DO THIS
Copy every one of the rows below word for word, keeping each character and line unchanged.
___ ENTRIES SUPPLIED
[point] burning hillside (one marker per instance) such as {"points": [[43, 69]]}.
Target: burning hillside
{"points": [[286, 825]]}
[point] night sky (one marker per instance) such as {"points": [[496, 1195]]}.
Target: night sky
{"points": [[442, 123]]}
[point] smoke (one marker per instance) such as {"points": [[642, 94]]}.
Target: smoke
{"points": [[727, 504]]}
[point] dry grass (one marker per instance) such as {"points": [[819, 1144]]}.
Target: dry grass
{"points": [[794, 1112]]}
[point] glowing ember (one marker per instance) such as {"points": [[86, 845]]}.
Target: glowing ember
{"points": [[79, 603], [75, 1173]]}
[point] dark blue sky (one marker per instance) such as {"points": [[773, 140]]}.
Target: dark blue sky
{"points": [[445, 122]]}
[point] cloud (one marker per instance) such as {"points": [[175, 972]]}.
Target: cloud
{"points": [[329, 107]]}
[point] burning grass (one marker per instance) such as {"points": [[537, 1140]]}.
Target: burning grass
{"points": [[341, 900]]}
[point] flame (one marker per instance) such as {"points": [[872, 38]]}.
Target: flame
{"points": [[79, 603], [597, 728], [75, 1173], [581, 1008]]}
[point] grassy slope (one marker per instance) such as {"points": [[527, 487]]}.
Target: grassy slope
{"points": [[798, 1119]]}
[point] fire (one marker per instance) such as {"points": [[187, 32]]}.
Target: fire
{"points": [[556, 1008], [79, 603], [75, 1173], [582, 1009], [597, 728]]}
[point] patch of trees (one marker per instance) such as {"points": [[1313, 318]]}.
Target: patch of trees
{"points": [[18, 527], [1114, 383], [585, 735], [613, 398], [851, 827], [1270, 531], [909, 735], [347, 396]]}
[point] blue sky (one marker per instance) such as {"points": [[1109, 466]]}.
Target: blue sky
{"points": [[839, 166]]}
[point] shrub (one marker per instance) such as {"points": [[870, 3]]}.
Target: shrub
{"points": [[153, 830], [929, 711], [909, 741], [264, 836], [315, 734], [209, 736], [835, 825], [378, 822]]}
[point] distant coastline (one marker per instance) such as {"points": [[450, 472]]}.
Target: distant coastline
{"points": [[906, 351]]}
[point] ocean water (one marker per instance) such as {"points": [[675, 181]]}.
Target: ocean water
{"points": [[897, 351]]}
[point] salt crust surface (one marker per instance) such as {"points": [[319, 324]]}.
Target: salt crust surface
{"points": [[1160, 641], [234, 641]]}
______
RESULT BELOW
[point] burning hillside (one marker per instance) such as {"points": [[43, 69]]}.
Target: burning hillside
{"points": [[286, 825]]}
[point] night sky (one marker per instance) such as {"points": [[496, 1195]]}.
Target: night sky
{"points": [[442, 123]]}
[point] smoke (one marker per instance) such as {"points": [[642, 94]]}.
Target: smoke
{"points": [[727, 504]]}
[point] dry grass (one marker per instance) such as {"points": [[819, 1144]]}.
Target: dry grass
{"points": [[794, 1112]]}
[point] glowing ember (one marker per instance) such as {"points": [[86, 845]]}.
Target: glowing ember
{"points": [[79, 603], [75, 1173]]}
[point] dark blue sky (one marker per instance) such as {"points": [[773, 140]]}.
Target: dark blue sky
{"points": [[445, 122]]}
[point] cloud (one marker per instance) such as {"points": [[175, 972]]}.
Target: cloud
{"points": [[329, 107]]}
[point] burning grass (one marker per instance) such as {"points": [[537, 1140]]}.
Target: burning grass
{"points": [[341, 900]]}
[point] flame (one marker per instance) such as {"points": [[872, 38]]}.
Target: flame
{"points": [[79, 603], [597, 728], [75, 1173], [581, 1008]]}
[point] grassy slope (one marker per instance) such as {"points": [[527, 487]]}.
Target: grassy slope
{"points": [[798, 1119]]}
[point] fire (one marker per instance) such as {"points": [[187, 32]]}.
Target: fire
{"points": [[556, 1008], [79, 603], [75, 1173], [582, 1009], [597, 728]]}
[point] patch of trees (one marker per instance) such as {"points": [[1313, 318]]}.
Target: patch of trees
{"points": [[18, 527], [1114, 383], [585, 735], [613, 398], [851, 827], [1270, 531], [909, 735], [347, 396]]}
[point] blue sky (one marker per instance) such as {"points": [[1109, 466]]}.
Target: blue sky
{"points": [[839, 166]]}
[point] shrub (one marker per instance) such as {"points": [[870, 3]]}.
Target: shrub
{"points": [[153, 830], [929, 711], [909, 741], [264, 836], [315, 734], [209, 736], [835, 825], [378, 822]]}
[point] distant coastline (one marker per instance) such as {"points": [[450, 472]]}.
Target: distant coastline
{"points": [[906, 351]]}
[point] ocean water (one marker per instance) such as {"points": [[675, 181]]}.
Target: ocean water
{"points": [[897, 351]]}
[point] salt crust surface (one marker per instance) such as {"points": [[319, 324]]}.
Target: salt crust surface
{"points": [[1160, 641], [234, 641]]}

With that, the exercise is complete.